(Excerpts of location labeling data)
--- start ---

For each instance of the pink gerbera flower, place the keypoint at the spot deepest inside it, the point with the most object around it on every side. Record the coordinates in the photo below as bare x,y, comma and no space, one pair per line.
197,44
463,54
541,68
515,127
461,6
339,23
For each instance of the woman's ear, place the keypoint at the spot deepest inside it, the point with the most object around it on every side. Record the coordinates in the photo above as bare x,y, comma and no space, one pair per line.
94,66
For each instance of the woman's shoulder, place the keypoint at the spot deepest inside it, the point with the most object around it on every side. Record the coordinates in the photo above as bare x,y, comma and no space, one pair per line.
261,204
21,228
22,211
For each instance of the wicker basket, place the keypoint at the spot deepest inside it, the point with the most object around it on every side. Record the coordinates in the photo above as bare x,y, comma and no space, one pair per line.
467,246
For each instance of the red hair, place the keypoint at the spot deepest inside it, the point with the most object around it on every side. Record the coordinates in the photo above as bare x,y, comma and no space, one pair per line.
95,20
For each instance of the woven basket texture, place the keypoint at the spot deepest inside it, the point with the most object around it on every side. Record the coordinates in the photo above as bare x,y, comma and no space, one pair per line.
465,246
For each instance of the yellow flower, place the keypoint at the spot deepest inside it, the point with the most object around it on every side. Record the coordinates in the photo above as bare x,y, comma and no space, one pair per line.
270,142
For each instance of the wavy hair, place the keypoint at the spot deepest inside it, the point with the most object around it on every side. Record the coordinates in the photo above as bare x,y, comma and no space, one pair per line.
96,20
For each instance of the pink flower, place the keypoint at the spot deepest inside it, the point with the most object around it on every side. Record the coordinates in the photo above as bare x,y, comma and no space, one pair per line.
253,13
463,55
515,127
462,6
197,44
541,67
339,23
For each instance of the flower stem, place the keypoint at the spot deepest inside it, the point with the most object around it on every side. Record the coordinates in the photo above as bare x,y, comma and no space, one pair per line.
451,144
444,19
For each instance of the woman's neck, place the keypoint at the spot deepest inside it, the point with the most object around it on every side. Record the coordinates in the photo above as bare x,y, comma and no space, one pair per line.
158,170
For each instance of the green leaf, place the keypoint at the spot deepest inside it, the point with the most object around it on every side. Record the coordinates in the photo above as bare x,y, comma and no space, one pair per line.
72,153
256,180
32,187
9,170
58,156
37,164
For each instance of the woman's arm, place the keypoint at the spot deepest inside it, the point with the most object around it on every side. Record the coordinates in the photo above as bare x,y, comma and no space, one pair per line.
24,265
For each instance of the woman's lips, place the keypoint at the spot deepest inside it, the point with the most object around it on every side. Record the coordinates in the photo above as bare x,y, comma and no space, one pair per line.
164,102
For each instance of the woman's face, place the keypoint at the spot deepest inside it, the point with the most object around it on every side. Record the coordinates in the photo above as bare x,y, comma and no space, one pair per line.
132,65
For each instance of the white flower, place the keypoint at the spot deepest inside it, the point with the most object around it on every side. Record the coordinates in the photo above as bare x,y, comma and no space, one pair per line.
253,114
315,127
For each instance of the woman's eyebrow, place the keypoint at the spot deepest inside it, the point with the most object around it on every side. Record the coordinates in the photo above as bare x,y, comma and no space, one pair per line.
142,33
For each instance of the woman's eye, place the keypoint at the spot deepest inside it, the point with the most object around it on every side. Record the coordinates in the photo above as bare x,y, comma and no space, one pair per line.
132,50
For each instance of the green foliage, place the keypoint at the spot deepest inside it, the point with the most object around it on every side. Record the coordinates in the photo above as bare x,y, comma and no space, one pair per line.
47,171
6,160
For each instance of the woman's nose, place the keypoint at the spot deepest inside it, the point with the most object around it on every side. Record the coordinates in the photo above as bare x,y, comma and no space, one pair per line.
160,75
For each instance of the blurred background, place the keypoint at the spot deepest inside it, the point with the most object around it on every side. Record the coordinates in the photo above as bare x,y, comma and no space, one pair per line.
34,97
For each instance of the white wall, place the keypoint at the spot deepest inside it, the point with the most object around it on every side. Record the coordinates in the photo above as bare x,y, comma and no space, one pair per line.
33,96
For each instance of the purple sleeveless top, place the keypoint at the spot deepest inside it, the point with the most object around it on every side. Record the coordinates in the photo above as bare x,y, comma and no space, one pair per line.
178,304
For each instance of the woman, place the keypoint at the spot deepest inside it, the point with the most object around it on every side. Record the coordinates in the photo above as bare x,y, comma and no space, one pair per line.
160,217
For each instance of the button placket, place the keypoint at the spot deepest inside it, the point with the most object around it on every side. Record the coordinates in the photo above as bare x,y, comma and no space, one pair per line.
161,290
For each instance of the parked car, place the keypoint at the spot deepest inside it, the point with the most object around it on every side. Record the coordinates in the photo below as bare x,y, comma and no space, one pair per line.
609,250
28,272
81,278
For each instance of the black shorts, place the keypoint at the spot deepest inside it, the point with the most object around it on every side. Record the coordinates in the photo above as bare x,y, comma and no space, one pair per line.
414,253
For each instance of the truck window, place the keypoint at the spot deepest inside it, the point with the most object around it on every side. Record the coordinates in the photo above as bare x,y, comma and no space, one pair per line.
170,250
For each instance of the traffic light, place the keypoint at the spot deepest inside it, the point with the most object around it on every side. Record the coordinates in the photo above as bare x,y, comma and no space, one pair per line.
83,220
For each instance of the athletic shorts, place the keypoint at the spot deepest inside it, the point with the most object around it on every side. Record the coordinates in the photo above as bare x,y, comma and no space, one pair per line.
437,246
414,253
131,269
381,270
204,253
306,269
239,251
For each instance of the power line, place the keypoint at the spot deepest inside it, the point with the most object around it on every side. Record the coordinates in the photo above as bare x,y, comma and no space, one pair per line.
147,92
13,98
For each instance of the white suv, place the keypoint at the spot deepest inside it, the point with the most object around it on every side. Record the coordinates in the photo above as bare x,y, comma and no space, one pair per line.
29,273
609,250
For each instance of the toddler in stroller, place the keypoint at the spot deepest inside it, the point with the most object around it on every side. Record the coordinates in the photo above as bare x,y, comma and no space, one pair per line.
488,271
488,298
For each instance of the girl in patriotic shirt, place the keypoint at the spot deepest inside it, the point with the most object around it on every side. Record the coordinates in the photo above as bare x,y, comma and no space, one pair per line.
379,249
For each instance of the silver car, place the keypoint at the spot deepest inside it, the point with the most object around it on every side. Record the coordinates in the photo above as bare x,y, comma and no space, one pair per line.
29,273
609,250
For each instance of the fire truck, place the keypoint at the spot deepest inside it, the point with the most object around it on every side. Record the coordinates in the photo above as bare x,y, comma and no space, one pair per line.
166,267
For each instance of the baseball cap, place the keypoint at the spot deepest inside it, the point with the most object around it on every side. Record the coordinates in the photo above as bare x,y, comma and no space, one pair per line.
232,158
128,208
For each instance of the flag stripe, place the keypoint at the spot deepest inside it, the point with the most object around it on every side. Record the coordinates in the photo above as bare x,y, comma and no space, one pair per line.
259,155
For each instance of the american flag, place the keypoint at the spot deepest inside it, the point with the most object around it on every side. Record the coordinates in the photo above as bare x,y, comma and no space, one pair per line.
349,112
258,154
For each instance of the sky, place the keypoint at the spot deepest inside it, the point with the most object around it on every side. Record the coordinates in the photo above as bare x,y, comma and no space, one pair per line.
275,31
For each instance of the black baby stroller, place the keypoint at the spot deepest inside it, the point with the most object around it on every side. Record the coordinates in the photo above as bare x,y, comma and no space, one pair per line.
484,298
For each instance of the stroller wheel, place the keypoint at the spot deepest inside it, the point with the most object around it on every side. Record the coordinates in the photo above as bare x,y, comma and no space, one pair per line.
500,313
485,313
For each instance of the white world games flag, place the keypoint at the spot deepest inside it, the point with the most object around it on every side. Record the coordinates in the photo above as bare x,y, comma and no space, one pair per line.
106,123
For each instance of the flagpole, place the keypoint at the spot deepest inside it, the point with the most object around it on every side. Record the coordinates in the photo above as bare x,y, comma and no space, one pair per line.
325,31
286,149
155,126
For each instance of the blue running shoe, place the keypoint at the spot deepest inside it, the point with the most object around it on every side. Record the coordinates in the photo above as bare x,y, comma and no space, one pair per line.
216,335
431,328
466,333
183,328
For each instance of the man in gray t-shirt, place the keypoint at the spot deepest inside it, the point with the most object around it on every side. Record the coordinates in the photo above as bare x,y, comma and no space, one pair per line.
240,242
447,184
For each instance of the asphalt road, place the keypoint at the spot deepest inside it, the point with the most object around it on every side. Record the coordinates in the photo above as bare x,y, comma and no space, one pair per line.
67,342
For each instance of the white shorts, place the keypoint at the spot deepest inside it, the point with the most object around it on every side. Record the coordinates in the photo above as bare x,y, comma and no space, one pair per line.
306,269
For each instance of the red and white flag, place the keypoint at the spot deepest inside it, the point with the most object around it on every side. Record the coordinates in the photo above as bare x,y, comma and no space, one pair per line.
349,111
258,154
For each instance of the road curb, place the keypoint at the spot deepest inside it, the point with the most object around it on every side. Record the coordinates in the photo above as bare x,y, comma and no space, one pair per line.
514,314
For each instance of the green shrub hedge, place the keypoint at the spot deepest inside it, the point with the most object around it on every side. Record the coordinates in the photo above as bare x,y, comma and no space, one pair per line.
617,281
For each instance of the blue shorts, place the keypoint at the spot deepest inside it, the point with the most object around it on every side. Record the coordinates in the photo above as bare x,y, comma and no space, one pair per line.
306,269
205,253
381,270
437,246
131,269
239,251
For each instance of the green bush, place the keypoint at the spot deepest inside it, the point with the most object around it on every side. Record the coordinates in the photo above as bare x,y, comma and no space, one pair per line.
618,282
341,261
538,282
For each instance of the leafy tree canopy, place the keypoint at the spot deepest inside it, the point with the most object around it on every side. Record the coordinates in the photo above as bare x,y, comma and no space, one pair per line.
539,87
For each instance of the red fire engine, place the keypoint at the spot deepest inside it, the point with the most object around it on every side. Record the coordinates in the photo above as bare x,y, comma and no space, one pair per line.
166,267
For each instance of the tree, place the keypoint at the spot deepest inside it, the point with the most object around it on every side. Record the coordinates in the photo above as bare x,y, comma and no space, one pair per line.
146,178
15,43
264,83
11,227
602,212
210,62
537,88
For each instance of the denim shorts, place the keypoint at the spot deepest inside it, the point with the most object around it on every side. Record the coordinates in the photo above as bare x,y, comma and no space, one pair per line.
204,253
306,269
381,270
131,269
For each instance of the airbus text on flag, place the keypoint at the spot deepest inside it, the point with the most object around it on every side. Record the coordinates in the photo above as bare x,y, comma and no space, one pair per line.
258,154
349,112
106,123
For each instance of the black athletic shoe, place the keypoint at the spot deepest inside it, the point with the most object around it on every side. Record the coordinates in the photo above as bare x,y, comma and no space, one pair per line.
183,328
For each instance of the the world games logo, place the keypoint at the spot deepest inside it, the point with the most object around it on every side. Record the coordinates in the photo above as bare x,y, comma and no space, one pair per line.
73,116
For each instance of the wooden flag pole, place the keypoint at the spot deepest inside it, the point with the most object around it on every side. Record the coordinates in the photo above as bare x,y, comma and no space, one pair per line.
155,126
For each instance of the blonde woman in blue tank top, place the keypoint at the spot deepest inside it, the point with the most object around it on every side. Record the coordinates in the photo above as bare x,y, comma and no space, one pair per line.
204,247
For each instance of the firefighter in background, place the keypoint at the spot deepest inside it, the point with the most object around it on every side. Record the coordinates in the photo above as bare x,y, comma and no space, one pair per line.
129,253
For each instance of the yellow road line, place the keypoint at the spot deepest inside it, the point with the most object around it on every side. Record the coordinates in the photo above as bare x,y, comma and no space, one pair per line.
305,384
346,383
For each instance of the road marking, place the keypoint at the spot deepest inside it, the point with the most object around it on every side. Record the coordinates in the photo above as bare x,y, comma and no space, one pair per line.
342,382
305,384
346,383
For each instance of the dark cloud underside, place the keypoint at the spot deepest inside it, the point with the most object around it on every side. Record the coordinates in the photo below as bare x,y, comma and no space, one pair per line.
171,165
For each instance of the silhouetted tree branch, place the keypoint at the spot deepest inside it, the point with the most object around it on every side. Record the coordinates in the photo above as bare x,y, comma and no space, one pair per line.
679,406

--- end ---

Written task — Repeat exactly, and only, the lines from the one containing "For each instance of the the" through the end of the material.

Exercise solution —
For each instance of the the world games logo, place the keypoint at the spot deepest inside it, the point with the most object around it on every side. Record the coordinates in the photo above as bare x,y, comma and no space, one pair per line.
73,116
For each instance of the wooden flag pole, place the keypoint at the spot deepest inside it, the point with the most object around it on every side. Record the coordinates in the photo above as bare x,y, comma and no space, one pair per line.
155,126
For each instance of the blonde woman in blue tank top, place the keypoint at the spot deepest inside it, the point with the most object around it on every side. Record the coordinates in the photo above as bare x,y, comma and no space, one pair per line.
204,247
For each instance of the firefighter in background, place the keypoint at the spot deepest inside it, the point with the most object around it on every side. Record the coordinates in the photo above as bare x,y, comma and no space, one pair per line.
129,253
For each instance of the yellow road line, place the keypoint at the spot deepest inside it, the point with the most object around it on every side. Record the coordinates in the photo above as bare x,y, comma and no space, one pair per line.
305,384
346,383
For each instance of the road marking, place the keypoint at the spot deepest inside it, the point with the most object around it on every side. Record the coordinates in the photo above as bare x,y, comma and no space, one pair per line.
342,382
305,384
346,383
For each instance of the dark cloud underside, place the keypoint at the spot deepest inside it, the point with the most object around it on every side. Record the coordinates in the photo below as bare x,y, comma and no space, one pair per line.
171,165
For each instance of the silhouetted tree branch, place the keypoint at the spot deepest inside it, the point with the most object around it on every side. Record the coordinates in the photo above as bare x,y, comma and no space, one pair per line.
679,406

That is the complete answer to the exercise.